How to Sew a Button in 5 Steps
The need for mending a button typically strikes at inopportune times, for example as you are walking out the door to a meeting and a button catches and pops. No time to take the shirt to a tailor, and in truth you needn’t pay a tailor to make this most basic repair. Instead, think of sewing a button as a way of making yourself more self-sufficient. You will need a few tools and then simply follow these 5 steps for how to sew a button.
- Needle: 2 if available, the slimmer the better
- Button: The original if possible, otherwise a matching button
- Thread: Try to use a thread that matches the garment color. You will need about 12″ to 24″ of
- Small Pointed Scissors: You might also use a knife or something else that is sharp to cut the excess thread.
1. Thread the needle
Preferably, if you have 24 inches of thread available, you should thread your needle and then tie the two ends together in a knot. This method of threading the needle is often called a doubled-over thread.
If you have less than 24 inches, then you will need to do a single thread. Here you should slip the thread through the eye of the needle and give it an inch or two of slack. Tie off the back end of a single thread by wrapping the thread around your forefinger several times, roll the loops into a tight bundle with your thumb, and then slip the whole bundle off your finger. Grip the bundled loops with one hand and tug the long end of the thread tight with the other, pulling the loose bundle into a tight knot.

__GIVEN ENTRIES__
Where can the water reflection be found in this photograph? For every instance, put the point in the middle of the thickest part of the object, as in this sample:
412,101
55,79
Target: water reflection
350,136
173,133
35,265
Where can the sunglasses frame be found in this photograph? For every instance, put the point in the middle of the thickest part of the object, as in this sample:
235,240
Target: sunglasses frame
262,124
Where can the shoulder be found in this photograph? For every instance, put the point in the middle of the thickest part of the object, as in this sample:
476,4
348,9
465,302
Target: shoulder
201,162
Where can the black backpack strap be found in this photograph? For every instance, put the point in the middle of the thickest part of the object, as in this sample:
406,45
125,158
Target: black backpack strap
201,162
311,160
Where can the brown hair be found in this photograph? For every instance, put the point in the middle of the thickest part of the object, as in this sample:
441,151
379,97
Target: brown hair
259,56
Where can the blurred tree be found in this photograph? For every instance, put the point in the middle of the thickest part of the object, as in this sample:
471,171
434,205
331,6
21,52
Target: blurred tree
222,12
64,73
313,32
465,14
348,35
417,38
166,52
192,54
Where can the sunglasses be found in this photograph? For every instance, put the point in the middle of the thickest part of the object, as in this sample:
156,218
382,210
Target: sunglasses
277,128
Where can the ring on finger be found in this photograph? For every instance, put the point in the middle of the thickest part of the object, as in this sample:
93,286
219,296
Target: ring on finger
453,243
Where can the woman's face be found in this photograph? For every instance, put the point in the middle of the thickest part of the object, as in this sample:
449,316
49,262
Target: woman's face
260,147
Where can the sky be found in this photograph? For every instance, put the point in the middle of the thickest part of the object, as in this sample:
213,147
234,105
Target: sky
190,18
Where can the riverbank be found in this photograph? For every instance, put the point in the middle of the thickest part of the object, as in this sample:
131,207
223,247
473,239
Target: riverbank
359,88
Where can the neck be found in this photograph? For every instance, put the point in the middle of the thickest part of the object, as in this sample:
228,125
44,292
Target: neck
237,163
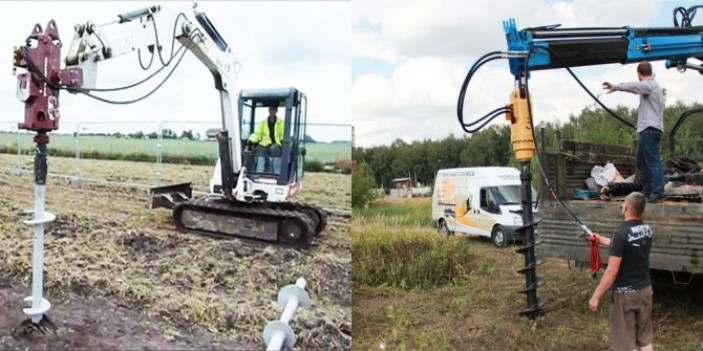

__TASK DIRECTIONS__
Update the button-sewing guide starting with "How to Sew a Button in" and going on through "sew a button.", writing that stretch out in full with "seamstress" in place of "tailor".

__COMPLETE OUTPUT__
How to Sew a Button in 5 Steps
The need for mending a button typically strikes at inopportune times, for example as you are walking out the door to a meeting and a button catches and pops. No time to take the shirt to a seamstress, and in truth you needn’t pay a seamstress to make this most basic repair. Instead, think of sewing a button as a way of making yourself more self-sufficient. You will need a few tools and then simply follow these 5 steps for how to sew a button.